#### Given passage:
━━━━━━━━━━━━━━━━

To document the frequency, importance of, and risk factors for "early worsening" of diabetic retinopathy in the Diabetes Control and Complications Trial (DCCT).
The DCCT was a multicenter, randomized clinical trial comparing intensive vs conventional treatment in insulin-dependent diabetic patients who had no to moderate nonproliferative retinopathy. Retinopathy severity was assessed in 7-field stereoscopic fundus photographs taken at baseline and every 6 months. For this study, worsening was defined as progression of 3 steps or more on the Early Treatment Diabetic Retinopathy Study final scale, as the development of soft exudates and/or intraretinal microvascular abnormalities, as the development of clinically important retinopathy, or as any of the above, and was considered "early" if it occurred between baseline and 12-month follow-up visits.
Early worsening was observed at the 6- and/or 12-month visit in 13.1% of 711 patients assigned to intensive treatment and in 7.6% of 728 patients assigned to conventional treatment (odds ratio, 2.06; P<.001); recovery had occurred at the 18-month visit in 51% and 55% of these groups, respectively (P=.39). The risk of 3-step or greater progression from the retinopathy level present 18 months after entry into the trial was greater in patients who previously had had early worsening than in those who had not. However, the large long-term risk reduction with intensive treatment was such that outcomes in intensively treated patients who had early worsening were similar to or more favorable than outcomes in conventionally treated patients who had not. The most important risk factors for early worsening were higher hemoglobin A1clevel at screening and reduction of this level during the first 6 months after randomization. We found no evidence to suggest that more gradual reduction of glycemia might be associated with less risk of early worsening. Early worsening led to high-risk proliferative retinopathy in 2 patients and to clinically significant macular edema in 3; all responded well to treatment.

━━━━━━━━━━━━━━━━

#### Tasks:
**1.** Return the section of the DCCT summary that begins at the words "To document the" and stops after "12-month follow-up visits.".
**2.** Answer these questions from the DCCT summary:
(a) At what points were the 7-field stereoscopic fundus photographs taken?
(b) What share of patients assigned to conventional treatment showed early worsening?
(c) In how many patients did early worsening lead to clinically significant macular edema?
Rely only on the text above when working with the records.

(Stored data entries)
━━━━━━━━━━━━━━━━

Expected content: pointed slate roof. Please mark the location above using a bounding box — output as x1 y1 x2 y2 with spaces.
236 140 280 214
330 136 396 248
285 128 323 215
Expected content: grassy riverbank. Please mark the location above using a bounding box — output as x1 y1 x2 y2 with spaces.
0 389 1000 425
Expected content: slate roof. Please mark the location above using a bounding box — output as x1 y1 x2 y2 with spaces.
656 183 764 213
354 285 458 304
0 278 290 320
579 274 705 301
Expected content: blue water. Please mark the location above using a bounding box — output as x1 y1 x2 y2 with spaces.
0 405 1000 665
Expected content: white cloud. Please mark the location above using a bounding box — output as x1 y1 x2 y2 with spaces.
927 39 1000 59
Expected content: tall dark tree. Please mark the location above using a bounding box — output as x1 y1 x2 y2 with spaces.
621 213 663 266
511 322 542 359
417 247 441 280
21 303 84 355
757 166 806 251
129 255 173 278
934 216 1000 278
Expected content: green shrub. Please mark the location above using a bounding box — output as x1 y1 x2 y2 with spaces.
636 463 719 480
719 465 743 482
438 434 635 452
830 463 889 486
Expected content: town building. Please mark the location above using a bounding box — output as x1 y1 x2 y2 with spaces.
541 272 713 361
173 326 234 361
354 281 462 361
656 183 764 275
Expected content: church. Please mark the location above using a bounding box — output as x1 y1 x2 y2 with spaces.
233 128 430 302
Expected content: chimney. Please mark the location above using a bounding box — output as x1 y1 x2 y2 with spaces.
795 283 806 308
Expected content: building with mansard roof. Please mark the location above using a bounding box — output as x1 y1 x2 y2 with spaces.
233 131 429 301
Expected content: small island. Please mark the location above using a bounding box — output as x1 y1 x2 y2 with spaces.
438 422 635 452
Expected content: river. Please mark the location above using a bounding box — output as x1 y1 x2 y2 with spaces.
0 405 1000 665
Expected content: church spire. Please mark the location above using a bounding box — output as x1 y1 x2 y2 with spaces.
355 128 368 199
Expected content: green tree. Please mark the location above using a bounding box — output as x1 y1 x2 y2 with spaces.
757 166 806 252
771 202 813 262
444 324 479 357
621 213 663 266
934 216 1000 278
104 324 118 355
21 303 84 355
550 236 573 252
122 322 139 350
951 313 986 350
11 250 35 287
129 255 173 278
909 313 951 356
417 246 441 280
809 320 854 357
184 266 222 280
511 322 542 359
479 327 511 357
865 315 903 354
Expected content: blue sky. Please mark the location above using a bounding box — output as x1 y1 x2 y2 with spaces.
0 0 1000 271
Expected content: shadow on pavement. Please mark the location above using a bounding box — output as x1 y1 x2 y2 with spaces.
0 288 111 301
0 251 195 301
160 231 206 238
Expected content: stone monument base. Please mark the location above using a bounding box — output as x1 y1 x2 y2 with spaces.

━━━━━━━━━━━━━━━━

#### Answers to the problems:
**1.**
To document the frequency, importance of, and risk factors for "early worsening" of diabetic retinopathy in the Diabetes Control and Complications Trial (DCCT).
The DCCT was a multicenter, randomized clinical trial comparing intensive vs conventional treatment in insulin-dependent diabetic patients who had no to moderate nonproliferative retinopathy. Retinopathy severity was assessed in 7-field stereoscopic fundus photographs taken at baseline and every 6 months. For this study, worsening was defined as progression of 3 steps or more on the Early Treatment Diabetic Retinopathy Study final scale, as the development of soft exudates and/or intraretinal microvascular abnormalities, as the development of clinically important retinopathy, or as any of the above, and was considered "early" if it occurred between baseline and 12-month follow-up visits.

**2.**
(a) At baseline and every 6 months.
(b) 7.6% of the 728 patients.
(c) 3 patients.